» What to work on: Swap every "rough mask" in the lines below for "coarse mask", and write the lines out again with everything else left as it is.

============

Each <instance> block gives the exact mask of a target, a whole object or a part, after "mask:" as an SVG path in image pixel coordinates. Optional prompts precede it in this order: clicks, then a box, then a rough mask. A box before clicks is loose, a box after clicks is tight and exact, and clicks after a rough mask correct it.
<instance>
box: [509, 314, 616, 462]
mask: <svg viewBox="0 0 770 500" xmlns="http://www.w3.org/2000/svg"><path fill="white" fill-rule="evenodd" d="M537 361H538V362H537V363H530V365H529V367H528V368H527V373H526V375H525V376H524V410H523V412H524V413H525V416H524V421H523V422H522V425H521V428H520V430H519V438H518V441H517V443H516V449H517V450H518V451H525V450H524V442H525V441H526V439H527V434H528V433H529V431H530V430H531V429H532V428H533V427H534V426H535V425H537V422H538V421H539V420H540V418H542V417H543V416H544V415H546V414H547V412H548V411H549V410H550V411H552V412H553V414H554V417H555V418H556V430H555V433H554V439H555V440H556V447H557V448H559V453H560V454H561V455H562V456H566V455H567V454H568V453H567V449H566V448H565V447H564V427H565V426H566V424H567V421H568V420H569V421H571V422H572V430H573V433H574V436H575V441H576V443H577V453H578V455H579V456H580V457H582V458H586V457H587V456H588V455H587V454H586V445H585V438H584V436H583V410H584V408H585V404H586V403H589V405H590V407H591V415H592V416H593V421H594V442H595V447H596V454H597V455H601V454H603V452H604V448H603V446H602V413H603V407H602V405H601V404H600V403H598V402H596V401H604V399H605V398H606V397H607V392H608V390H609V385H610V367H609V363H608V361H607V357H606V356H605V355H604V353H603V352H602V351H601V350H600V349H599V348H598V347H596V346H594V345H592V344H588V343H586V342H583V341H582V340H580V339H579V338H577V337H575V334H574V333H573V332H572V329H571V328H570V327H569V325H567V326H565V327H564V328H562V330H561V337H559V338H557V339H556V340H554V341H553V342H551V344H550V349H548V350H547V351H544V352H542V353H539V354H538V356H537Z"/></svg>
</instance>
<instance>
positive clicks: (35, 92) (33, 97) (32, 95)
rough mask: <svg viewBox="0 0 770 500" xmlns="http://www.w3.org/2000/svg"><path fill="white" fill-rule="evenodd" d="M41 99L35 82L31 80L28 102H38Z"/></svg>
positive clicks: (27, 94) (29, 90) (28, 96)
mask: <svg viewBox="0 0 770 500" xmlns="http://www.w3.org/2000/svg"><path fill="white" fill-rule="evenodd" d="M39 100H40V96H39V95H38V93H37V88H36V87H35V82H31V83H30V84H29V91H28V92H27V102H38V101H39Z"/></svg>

============

» Written response:
Each <instance> block gives the exact mask of a target, a whole object or a part, after "mask:" as an SVG path in image pixel coordinates. Optional prompts precede it in this order: clicks, then a box, then a coarse mask. A box before clicks is loose, a box after clicks is tight and exact, and clicks after a coarse mask correct it.
<instance>
box: [509, 314, 616, 462]
mask: <svg viewBox="0 0 770 500" xmlns="http://www.w3.org/2000/svg"><path fill="white" fill-rule="evenodd" d="M537 361H538V362H537V363H530V365H529V367H528V368H527V373H526V375H525V376H524V410H523V412H524V413H525V416H524V421H523V422H522V425H521V428H520V430H519V438H518V441H517V443H516V449H517V450H518V451H525V450H524V442H525V441H526V439H527V434H528V433H529V431H530V430H531V429H532V428H533V427H534V426H535V425H537V422H538V421H539V420H540V418H542V417H543V416H544V415H546V414H547V412H548V411H549V410H550V411H552V412H553V414H554V417H555V418H556V430H555V433H554V439H555V440H556V447H557V448H559V453H560V454H561V455H562V456H566V455H567V454H568V453H567V449H566V448H565V447H564V427H565V426H566V424H567V421H568V420H569V421H571V422H572V430H573V433H574V436H575V441H576V443H577V453H578V455H579V456H580V457H582V458H586V457H587V456H588V455H587V454H586V445H585V438H584V436H583V410H584V408H585V404H586V403H589V405H590V407H591V415H592V416H593V421H594V442H595V447H596V454H597V455H601V454H603V452H604V448H603V446H602V413H603V407H602V405H601V404H600V403H598V402H596V401H604V399H605V398H606V397H607V392H608V390H609V385H610V367H609V363H608V361H607V357H606V356H605V355H604V353H603V352H602V351H601V350H600V349H599V348H598V347H596V346H594V345H592V344H588V343H586V342H583V341H582V340H580V339H579V338H577V337H575V334H574V333H573V332H572V329H571V328H570V327H569V325H567V326H565V327H564V328H562V330H561V337H559V338H557V339H556V340H554V341H553V342H551V344H550V349H548V350H547V351H544V352H542V353H539V354H538V356H537Z"/></svg>
</instance>
<instance>
positive clicks: (35, 92) (33, 97) (32, 95)
coarse mask: <svg viewBox="0 0 770 500" xmlns="http://www.w3.org/2000/svg"><path fill="white" fill-rule="evenodd" d="M41 99L35 82L31 80L28 102H38Z"/></svg>
positive clicks: (27, 94) (29, 90) (28, 96)
mask: <svg viewBox="0 0 770 500" xmlns="http://www.w3.org/2000/svg"><path fill="white" fill-rule="evenodd" d="M39 100H40V96H39V95H38V93H37V88H36V87H35V82H31V83H30V84H29V91H28V92H27V102H38V101H39Z"/></svg>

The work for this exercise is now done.